▸ **INSTRUCTIONS**
1. Reproduce the part of the blog post about soda and ruined flats that begins at the words "I bought a lovely" and ends after the words "my poor father.".
2. Write the next part of the blog post about soda, ruined flats, and a vata problem, starting after its last sentence.

▸ **EXERCISE PASSAGE**
BEGIN
Today I had a green soda. I never have soda. But it looked so convincing in the case. It purported to be lime soda on the English label, but it was something else entirely. Battle kitty had a single black bean and part of a napkin. It was nice to walk in the sun.

My girl is the queen of the savages

I bought a lovely pair of ballet flats in early 2005 and promptly ruined them two months later. When we toured the construction progress on our Indian Burial Ground, the ground was a bit marshy, and one shoe got sucked entirely off my foot. Foolish me, thinking a hard hat paired well with kicky flats. Where are Stacy and Clinton when I dress myself each day? They might have put the kibosh on the three shirts plus Nanook boots and rubber gloves joint from the other day. What can I say? I am always cold.

I found out that I have a vata problem. I used to be a nice corn-fed pitta with the moon eyes of a kapha, but now I am cold and crackly and speedy and have trouble falling asleep. I forget as quickly as I learn. And don’t get me started on how hard it is to be an Alpha. At least I am not infested with imaginary bugs, like my poor father.

Losing my slipper was only fitting though, since sucking and my real estate forays go hand-in-hand, hoof-and-mouth. I tried to sponge the mud off, but it didn’t really work. So I left the shoes in the back of my closet for two years. Duh.
END
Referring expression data
BEGIN
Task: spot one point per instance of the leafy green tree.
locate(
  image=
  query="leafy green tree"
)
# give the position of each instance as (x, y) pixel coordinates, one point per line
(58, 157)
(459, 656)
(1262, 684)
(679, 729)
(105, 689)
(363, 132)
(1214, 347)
END
▸ **RESPONSES TO THE TASKS**
1.
I bought a lovely pair of ballet flats in early 2005 and promptly ruined them two months later. When we toured the construction progress on our Indian Burial Ground, the ground was a bit marshy, and one shoe got sucked entirely off my foot. Foolish me, thinking a hard hat paired well with kicky flats. Where are Stacy and Clinton when I dress myself each day? They might have put the kibosh on the three shirts plus Nanook boots and rubber gloves joint from the other day. What can I say? I am always cold.

I found out that I have a vata problem. I used to be a nice corn-fed pitta with the moon eyes of a kapha, but now I am cold and crackly and speedy and have trouble falling asleep. I forget as quickly as I learn. And don’t get me started on how hard it is to be an Alpha. At least I am not infested with imaginary bugs, like my poor father.

2.
Yesterday, I cleaned and polished them, and whaddya know, instant Spring! I also added up all our debt before I did this. All of it. I wrote it on a big piece of paper and stuck it on the fridge. Shame works wonders. I love to be shamed, don’t you? I’m your secretary. In summation, we owe every cent we take in before the end of the year to that piece of paper on the fridge. No, I can’t have new shoes. I am putting tiny human diminutive former primate to work on making me some, though. She is handy with an awl. She climbs the couch like a little ape and hangs upside down from my chest. One day I will give her power of attorney, and she will have to make decisions about my welfare. Until then, we Make Do and Improve.

St. Vomitola so loved the world

Now, in years past, I’ve had more time to revel in all the spectacular February holidays. Time to bring you such amazing seasonal designs such as this. February is like soaking in a bowl of paraffin, is it not? One emerges fresh and renewed. Or something. I didn’t even manage a Groundhog’s Day salute this year.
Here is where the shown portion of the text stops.